_OBJECTIVES_
**1.** Repeat a stretch of the thread on search sorting word for word, starting at "I think that's" and ending at "will be costly.".
**2.** In the thread on search sorting, where in the linked list does BooleanScorer put each new Bucket?

_PASSAGE SHOWN_
········
Hmm – good catch! I think this is in fact a bug in MultiSearcher (AEB is the right answer): it's failing to "break ties" (by docID) properly. Ie, it will not "match" what IndexSearcher(MultiSegmentReader(...)) will do.

I think we could fix this by allowing one to pass in a docbase when searching? Though that's a more involved change... could you open a new issue for this one?

I think that's wrong in the first place, we should always have predicted tests output, since we're not involving any randomness in that code.

I agree – let's fix it to be a deterministic test?

asfimport commented 15 years ago

Michael McCandless (@mikemccand) (migrated from JIRA)

Actually, I think BooleanScorer need not process docs out of order? The only "out of order ness" seems to come from how it appends each new Bucket to the head of the linked list; if instead it appended to the tail, the collector would see docs arrive in order. I think?

I was wrong about this – you also get "out of order ness" due to 2nd, 3rd, etc. clauses in the boolean query adding in new docs. Re-ordering those will be costly.

But: in the initial collection of each chunk, we do know that any docID in the queue will be less than those being visited, so this could be a good future optimization for immediately ruling out docs during TermScorer. That's a larger change... eg it'd require being able to say "I don't need exact total hit count for this search".

asfimport commented 15 years ago

Shai Erera (@shaie) (migrated from JIRA)

I think it should work fine, for most types, because we'd set docID (the tie breaker) to Integer.MAX_VALUE. No special additional if is then required, since that entry would always compare at the bottom?

That's not so simple. Let's say I initialize the sentinel of IntComp to Integer.MAX_VALUE. That should have guaranteed that any 'int' <MAX_VAL would compare better. But the code in TFC compares the current doc against the 'bottom'. For all Sentinels, it means MAX_VAL. If the input doc's val < MAX_VAL, it compares better. Otherwise, it is rejected, because:

If it is bigger than the bottom, it should be rejected.

If it equals, it's also rejected, since now that we move to returning docs in order, it is assumed that this doc's doc Id is greater than whatever is in the queue, and so it's rejected.

Actually, the tie is broken only after it's in queue, when the latter calls compare(). This assumption removed the 'if' that checked for doc Id value, so if I reinstate it, we don't really gain anything, right (replacing 'if (queueFull)' with 'if (bottom.doc > doc + docBase)')?
········
_DATA SECTION_

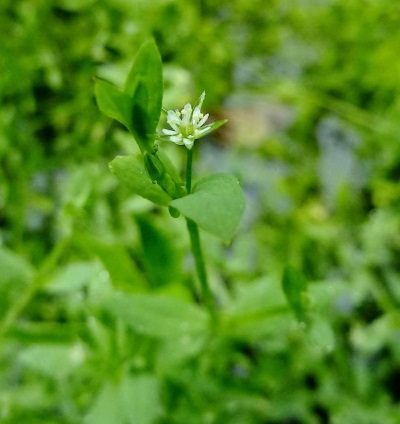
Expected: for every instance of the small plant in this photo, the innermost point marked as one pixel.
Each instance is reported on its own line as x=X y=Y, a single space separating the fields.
········
_TASK-BY-TASK OUTPUTS_
**1.**
I think that's wrong in the first place, we should always have predicted tests output, since we're not involving any randomness in that code.

I agree – let's fix it to be a deterministic test?

asfimport commented 15 years ago

Michael McCandless (@mikemccand) (migrated from JIRA)

Actually, I think BooleanScorer need not process docs out of order? The only "out of order ness" seems to come from how it appends each new Bucket to the head of the linked list; if instead it appended to the tail, the collector would see docs arrive in order. I think?

I was wrong about this – you also get "out of order ness" due to 2nd, 3rd, etc. clauses in the boolean query adding in new docs. Re-ordering those will be costly.

**2.** At the head of the linked list.